▸ **Your task**: Each line below should be reproduced without any alteration.

▸ **Records for this task**:
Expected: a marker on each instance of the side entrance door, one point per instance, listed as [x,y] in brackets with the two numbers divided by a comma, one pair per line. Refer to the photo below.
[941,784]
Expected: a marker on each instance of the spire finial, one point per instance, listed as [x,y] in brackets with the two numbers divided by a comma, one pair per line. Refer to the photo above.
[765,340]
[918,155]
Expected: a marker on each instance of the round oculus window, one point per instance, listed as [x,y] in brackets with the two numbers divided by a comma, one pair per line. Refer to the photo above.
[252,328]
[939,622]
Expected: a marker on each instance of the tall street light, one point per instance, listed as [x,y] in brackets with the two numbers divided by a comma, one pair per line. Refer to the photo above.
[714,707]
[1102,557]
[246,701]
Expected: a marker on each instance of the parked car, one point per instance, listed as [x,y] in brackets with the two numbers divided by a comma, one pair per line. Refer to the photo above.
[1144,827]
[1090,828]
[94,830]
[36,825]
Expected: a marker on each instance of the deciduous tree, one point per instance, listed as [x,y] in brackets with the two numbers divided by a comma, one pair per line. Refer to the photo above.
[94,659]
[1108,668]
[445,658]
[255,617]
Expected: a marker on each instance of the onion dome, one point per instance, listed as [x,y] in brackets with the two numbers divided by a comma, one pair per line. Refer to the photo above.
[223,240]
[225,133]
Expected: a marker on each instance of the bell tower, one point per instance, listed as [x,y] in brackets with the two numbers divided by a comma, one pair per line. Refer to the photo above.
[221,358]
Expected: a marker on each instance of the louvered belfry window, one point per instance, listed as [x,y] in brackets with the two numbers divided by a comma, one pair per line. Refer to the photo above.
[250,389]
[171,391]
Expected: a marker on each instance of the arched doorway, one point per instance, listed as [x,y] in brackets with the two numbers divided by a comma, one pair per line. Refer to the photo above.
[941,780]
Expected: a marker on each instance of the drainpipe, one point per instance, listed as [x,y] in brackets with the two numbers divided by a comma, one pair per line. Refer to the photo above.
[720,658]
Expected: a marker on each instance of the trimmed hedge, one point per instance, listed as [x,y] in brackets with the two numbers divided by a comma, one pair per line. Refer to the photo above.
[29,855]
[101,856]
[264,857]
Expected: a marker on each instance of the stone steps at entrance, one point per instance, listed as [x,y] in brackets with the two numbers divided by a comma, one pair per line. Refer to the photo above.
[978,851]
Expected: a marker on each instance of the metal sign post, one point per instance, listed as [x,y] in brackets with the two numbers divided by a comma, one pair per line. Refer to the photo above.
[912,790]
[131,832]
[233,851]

▸ **Result for this task**:
Expected: a marker on each instance of the side entrance door, one point per instance, listed as [x,y] in brackets with the two numbers divided by a comma, one pair per line. Refer to the photo below.
[941,784]
Expected: a marker on each instance of the spire finial, one point per instance, listed as [x,y] in brackets with the two numbers divided by a comma, one pair per line. Refer to the photo above.
[765,340]
[918,155]
Expected: a marker on each instance of the round oculus window, one point per instance, listed as [x,y] in brackets with the two numbers divided by a comma, one pair per line. Refer to the photo above.
[252,328]
[939,622]
Expected: a marker on each instance of the tall street light, one point per instance, listed as [x,y] in brackets with the two numbers divided by a comma, one pair per line. Refer to the photo above.
[714,707]
[1102,557]
[246,701]
Expected: a marker on each instance of the parked car, one point per instance, listed as [x,y] in brackets with the two numbers divided by a comma, one pair per line. Refer to the photo above.
[1144,827]
[1090,828]
[94,830]
[36,825]
Expected: a marker on each instance of the deciduous tree, one point per instance, listed as [x,y] in brackets with the two numbers divided by a comma, one pair per line. Refer to the photo above.
[94,659]
[1108,668]
[445,658]
[255,617]
Expected: a marker on each instance of the onion dome, one point per instance, listed as [x,y] in brackets with the two numbers divided by a comma, one pair per line. Refer to the photo above.
[223,240]
[225,133]
Expected: a marker on each instance of the bell tower, one point per instance, listed as [x,y] in brackets with the two numbers divided by a comma, one pair per line. Refer to the photo above.
[221,358]
Expected: a marker on each instance of the louvered belfry window, one point per instance, listed as [x,y] in brackets with the two numbers divided by a comma, one pair per line. Refer to the photo above.
[250,389]
[171,391]
Expected: a marker on each instance of the arched doorway, one point per instance, listed as [x,y] in brackets with the two numbers divided by a comma, one pair per line. Refer to the photo above.
[941,780]
Expected: a marker on each instance of the drainpipe, one point per instance, listed as [x,y] in brackets with the two numbers divided by a comma, one pair per line. Refer to the photo above.
[720,658]
Expected: a marker on each instance of the trimmed hedge, one point per instance, listed as [x,y] in brackets with the two numbers divided by a comma, one pair per line. Refer to the photo above.
[29,855]
[101,856]
[264,857]
Expected: a marker on each instance of the stone steps at entrance, one point per instance, listed as [x,y] in brackets with the two numbers divided by a comma, one pair per line. Refer to the photo above.
[978,851]
Expected: a marker on each instance of the metal sign post, one point per instance, listed as [x,y] in brackets with the two numbers divided by a comma, one pair per line. Refer to the photo above.
[912,790]
[131,832]
[233,851]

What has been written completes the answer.